Goal of the exercise >> If a line in the entries below holds the string "query", copy it.

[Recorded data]
-*-*-

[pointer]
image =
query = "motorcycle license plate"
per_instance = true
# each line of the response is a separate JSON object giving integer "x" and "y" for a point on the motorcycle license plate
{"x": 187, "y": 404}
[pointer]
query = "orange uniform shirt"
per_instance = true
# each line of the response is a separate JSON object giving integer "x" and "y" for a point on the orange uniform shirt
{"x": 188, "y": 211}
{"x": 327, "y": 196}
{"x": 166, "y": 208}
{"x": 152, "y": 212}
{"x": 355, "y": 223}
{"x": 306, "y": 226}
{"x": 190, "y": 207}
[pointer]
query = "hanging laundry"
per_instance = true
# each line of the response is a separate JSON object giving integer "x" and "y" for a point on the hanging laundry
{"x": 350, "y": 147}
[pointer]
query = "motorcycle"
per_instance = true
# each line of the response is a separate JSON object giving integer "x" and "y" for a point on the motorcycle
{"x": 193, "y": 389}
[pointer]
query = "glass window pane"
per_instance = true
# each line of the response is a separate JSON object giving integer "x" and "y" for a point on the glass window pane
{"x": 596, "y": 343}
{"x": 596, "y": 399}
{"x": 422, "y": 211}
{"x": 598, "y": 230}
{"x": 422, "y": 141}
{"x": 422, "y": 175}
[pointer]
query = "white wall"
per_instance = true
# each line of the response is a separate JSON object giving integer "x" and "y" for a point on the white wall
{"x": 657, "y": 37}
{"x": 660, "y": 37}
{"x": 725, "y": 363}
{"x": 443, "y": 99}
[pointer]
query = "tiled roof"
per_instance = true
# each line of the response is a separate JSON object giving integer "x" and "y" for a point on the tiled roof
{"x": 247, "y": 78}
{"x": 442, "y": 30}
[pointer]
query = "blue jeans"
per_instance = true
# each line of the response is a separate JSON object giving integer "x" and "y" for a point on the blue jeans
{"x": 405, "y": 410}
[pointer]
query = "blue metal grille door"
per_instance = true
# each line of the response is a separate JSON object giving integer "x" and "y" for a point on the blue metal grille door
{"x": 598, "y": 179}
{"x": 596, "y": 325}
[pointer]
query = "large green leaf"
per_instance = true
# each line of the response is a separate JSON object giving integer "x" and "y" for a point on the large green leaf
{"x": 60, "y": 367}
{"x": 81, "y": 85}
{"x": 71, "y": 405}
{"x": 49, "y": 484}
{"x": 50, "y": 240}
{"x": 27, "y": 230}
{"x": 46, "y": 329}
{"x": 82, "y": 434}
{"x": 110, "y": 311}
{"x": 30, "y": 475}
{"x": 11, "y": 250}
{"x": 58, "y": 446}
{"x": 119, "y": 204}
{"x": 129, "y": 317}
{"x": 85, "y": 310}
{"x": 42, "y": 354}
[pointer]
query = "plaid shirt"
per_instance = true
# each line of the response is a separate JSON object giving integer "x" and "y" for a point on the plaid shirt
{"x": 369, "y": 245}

-*-*-

Task solution >>
query = "motorcycle license plate"
query = "orange uniform shirt"
query = "hanging laundry"
query = "motorcycle"
query = "glass window pane"
query = "white wall"
query = "tiled roof"
query = "blue jeans"
query = "blue metal grille door"
query = "large green leaf"
query = "plaid shirt"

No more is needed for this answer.